(DOCUMENT SECTION):
There is just so much terrible information on the internet that it becomes depressing wading through it all. This past week, for example, Ancient Origins ran a crappy article claiming that the mythic founder of Rome, Romulus, was a real person and thus speculating on how he really died. There is no evidence that Romulus ever lived, so the recounting of various ancient explanations for his death offer no proof of life, only testimony to the ancients’ penchant for inventing details to flesh out the lives of fictional characters.
But much worse was an article from the same author, Valda Roric, alleging the existence of a medieval myth of a Black Knight of Neutrality, one who happens to be a Sith Lord. Yes, a Sith, the made-up evil order of dark Star Wars villains. The author alleges that there was a secret order of Black Knights that emerged in the eighth century under the name of Sith and spent the Middle Ages as mercenaries. While the name “Black Knight” was occasionally used in early literature (often to refer to Moors), the phrase is most closely associated with two fictional works: the Black Knight from Ivanhoe, written in the 1800s, and the “black Knight” from The Countess of Pembroke’s Arcadia, written in the late 1500s.
According to Roric, the Sith knight encountered a force of “neutrality,” separating good and evil, known as Il Separatio (Italian for “The Separation” despite being a Latin text).

(INFORMATION SHOWN):
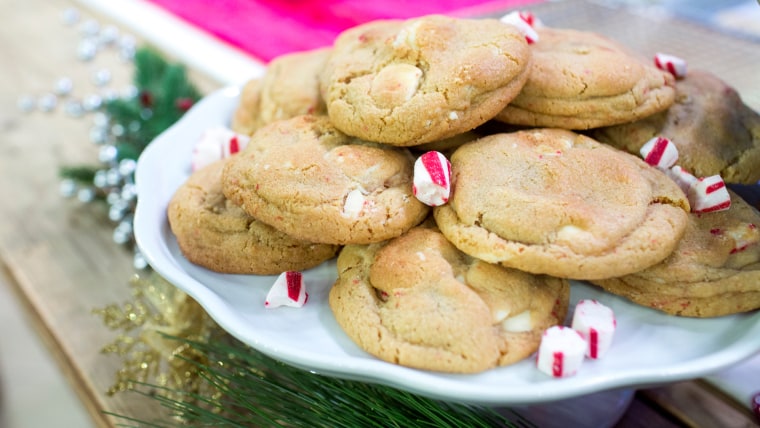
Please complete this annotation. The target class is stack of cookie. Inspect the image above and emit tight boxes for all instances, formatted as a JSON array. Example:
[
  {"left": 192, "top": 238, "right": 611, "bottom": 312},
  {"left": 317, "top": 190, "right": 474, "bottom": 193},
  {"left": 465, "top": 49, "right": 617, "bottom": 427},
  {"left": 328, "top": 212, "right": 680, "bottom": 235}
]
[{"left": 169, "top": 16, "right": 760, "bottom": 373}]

==

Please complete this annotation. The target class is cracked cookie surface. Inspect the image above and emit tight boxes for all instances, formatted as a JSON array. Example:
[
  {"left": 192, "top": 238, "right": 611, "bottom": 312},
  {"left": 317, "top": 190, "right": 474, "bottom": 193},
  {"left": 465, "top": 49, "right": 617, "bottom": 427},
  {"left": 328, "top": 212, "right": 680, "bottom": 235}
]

(DIRECTIONS):
Can you return the entire Sith knight post word for word? Use only the Sith knight post, not the lines.

(ANSWER BELOW):
There is just so much terrible information on the internet that it becomes depressing wading through it all. This past week, for example, Ancient Origins ran a crappy article claiming that the mythic founder of Rome, Romulus, was a real person and thus speculating on how he really died. There is no evidence that Romulus ever lived, so the recounting of various ancient explanations for his death offer no proof of life, only testimony to the ancients’ penchant for inventing details to flesh out the lives of fictional characters.
But much worse was an article from the same author, Valda Roric, alleging the existence of a medieval myth of a Black Knight of Neutrality, one who happens to be a Sith Lord. Yes, a Sith, the made-up evil order of dark Star Wars villains. The author alleges that there was a secret order of Black Knights that emerged in the eighth century under the name of Sith and spent the Middle Ages as mercenaries. While the name “Black Knight” was occasionally used in early literature (often to refer to Moors), the phrase is most closely associated with two fictional works: the Black Knight from Ivanhoe, written in the 1800s, and the “black Knight” from The Countess of Pembroke’s Arcadia, written in the late 1500s.
According to Roric, the Sith knight encountered a force of “neutrality,” separating good and evil, known as Il Separatio (Italian for “The Separation” despite being a Latin text).